> _Your objective_
Every line of the entries below from the one containing "Mark one point per instance of the green" to the one containing "Mark one point per instance of the oar", both ends included, must be written out exactly. No other line belongs in the answer.

> _Provided material_
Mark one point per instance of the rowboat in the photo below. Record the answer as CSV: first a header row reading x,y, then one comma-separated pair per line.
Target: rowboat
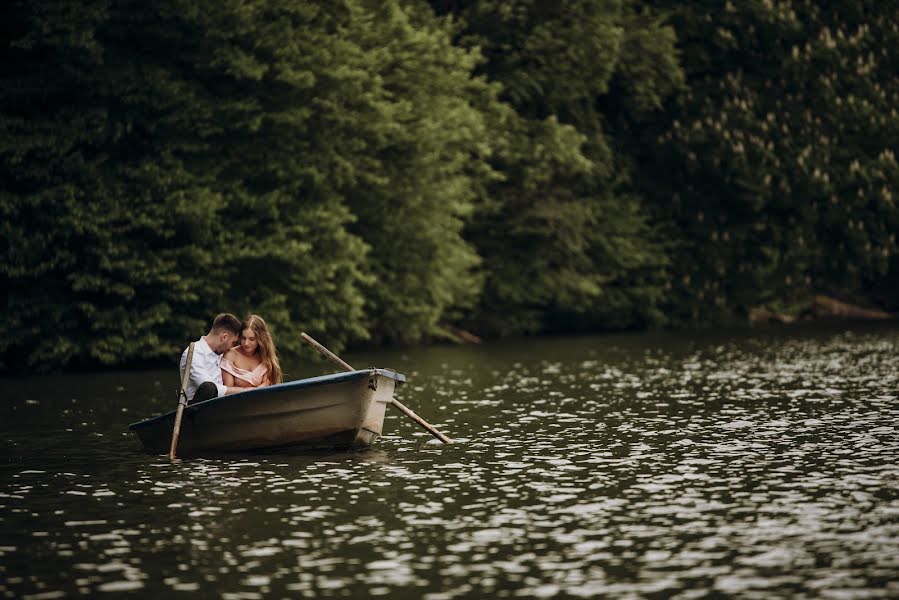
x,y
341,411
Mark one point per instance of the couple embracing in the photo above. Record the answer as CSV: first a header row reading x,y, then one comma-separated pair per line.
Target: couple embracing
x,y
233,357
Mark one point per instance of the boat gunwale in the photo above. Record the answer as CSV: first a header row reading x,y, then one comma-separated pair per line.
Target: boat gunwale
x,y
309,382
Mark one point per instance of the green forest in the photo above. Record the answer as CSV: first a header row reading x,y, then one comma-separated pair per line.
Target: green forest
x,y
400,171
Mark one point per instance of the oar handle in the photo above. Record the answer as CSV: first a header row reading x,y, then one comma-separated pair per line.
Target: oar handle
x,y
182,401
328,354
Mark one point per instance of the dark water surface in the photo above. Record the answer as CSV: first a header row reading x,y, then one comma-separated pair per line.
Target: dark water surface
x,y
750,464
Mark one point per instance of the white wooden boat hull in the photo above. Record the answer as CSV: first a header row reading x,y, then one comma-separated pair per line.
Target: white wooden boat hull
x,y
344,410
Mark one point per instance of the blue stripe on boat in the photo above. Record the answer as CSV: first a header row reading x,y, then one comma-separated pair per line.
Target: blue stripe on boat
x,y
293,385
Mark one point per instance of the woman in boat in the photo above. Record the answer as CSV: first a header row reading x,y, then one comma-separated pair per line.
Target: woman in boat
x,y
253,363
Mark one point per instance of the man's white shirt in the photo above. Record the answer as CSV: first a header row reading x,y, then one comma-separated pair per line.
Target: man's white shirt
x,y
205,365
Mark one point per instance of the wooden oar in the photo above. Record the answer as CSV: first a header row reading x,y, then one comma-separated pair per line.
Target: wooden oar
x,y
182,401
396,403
--
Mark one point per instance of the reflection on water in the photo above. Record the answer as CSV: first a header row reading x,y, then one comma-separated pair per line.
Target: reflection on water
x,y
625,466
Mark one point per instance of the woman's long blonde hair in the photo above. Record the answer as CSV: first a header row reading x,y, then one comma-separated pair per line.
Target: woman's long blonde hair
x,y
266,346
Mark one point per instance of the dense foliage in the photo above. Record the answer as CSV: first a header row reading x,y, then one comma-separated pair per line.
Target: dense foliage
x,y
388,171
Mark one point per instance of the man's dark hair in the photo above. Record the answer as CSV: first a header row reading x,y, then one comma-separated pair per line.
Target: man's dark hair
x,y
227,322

> _Response_
Mark one point per instance of the green forest in the photo above. Record the answer as CSV: first a header row reading x,y, then one comma-separated pair per line.
Target: green forest
x,y
400,171
Mark one point per instance of the oar handle in the photo above. Record the answer as CSV: first a header row reading x,y, then one comma-separated pair per line.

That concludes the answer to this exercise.